Write out every item below word for word, with no changes.
|---|
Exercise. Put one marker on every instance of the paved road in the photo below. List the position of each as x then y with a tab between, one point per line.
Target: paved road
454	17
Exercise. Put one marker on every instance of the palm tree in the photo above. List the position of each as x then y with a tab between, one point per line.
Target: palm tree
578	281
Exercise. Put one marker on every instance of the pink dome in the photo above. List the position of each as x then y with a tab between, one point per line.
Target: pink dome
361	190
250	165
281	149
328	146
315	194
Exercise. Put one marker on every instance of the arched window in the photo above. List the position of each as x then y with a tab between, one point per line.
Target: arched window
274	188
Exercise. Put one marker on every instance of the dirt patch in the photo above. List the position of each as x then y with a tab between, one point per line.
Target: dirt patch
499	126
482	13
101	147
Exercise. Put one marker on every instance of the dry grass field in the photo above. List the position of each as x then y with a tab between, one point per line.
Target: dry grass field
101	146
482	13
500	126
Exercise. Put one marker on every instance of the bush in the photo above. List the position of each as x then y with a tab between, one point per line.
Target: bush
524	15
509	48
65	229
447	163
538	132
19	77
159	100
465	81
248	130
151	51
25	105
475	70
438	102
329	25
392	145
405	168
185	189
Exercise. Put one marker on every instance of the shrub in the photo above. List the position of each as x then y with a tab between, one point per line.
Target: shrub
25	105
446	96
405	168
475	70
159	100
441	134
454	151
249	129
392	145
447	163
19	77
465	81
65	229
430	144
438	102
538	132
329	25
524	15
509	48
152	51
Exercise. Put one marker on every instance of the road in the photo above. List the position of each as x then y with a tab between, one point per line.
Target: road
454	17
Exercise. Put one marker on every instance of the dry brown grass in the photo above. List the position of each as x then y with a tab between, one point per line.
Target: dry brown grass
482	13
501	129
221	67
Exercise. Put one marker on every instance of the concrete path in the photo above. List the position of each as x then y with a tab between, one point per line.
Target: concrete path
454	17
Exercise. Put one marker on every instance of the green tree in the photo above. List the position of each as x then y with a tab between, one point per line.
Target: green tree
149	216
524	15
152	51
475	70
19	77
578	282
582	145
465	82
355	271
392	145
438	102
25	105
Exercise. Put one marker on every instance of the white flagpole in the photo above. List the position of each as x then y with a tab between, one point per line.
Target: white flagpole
|---|
### Reply
Exercise. Put one marker on every instance of the paved road in the photo below. List the position of each as x then y with a tab between, one point per line.
Target: paved road
454	17
Exercise. Put one marker on every instance of the palm tree in the photo above. List the position of each as x then y with a tab between, one point per line.
Target: palm tree
578	281
Exercise. Put one marker on every instance of the pink dome in the photo above. List the position of each as x then y with a tab between, one point per line.
Target: pink dome
361	190
250	165
281	149
328	146
315	194
Exercise. Put one marker on every instance of the arched window in the photo above. List the position of each as x then y with a tab between, one point per line.
Target: arched window
274	188
Exercise. Put one marker on every instance of the dirt patch in the photo above. List the position of each as x then y with a tab between, one point per line.
Target: dirt patch
499	126
482	13
101	147
Exercise. Put one marker on every instance of the dry grass field in the photo above. List the position of each as x then y with a tab between, one point per line.
Target: dry grass field
101	146
482	13
500	126
Exercise. Put one marker on every instance of the bush in the photo above. List the position of each as x then y with a tab between, one point per line.
Target: bush
524	15
509	48
65	229
447	163
538	132
19	77
159	100
465	81
248	130
151	51
25	105
475	70
438	102
329	25
392	145
405	168
185	189
Exercise. Put one marker on every instance of the shrub in the photo above. List the position of each as x then y with a tab between, one point per line.
Target: shrub
25	105
446	96
405	168
475	70
159	100
441	134
454	151
249	129
392	145
447	163
19	77
465	81
65	229
430	144
438	102
538	132
329	25
524	15
509	48
152	51
Exercise. Put one marker on every instance of the road in the photo above. List the position of each as x then y with a tab between, one point per line.
Target: road
454	17
Exercise. Put one marker on every instance of the dry brown grass in the photo above. List the position of each as x then y with a tab between, one point per line.
Target: dry brown grass
482	13
501	129
221	67
Exercise. Put one marker on every instance of the concrete path in the photo above. List the position of each as x then y with a tab between, one point per line.
Target: concrete path
454	17
Exercise. Put one marker on every instance of the green tree in the photo above. List the position of each as x then y with a tab between, one point per line.
Target: green tree
149	216
524	15
152	51
475	70
19	77
578	282
582	145
465	82
355	271
392	145
438	102
25	105
Exercise. Put one marker on every instance of the white flagpole in the photo above. List the position of each as x then y with a tab between, one point per line.
Target: white flagpole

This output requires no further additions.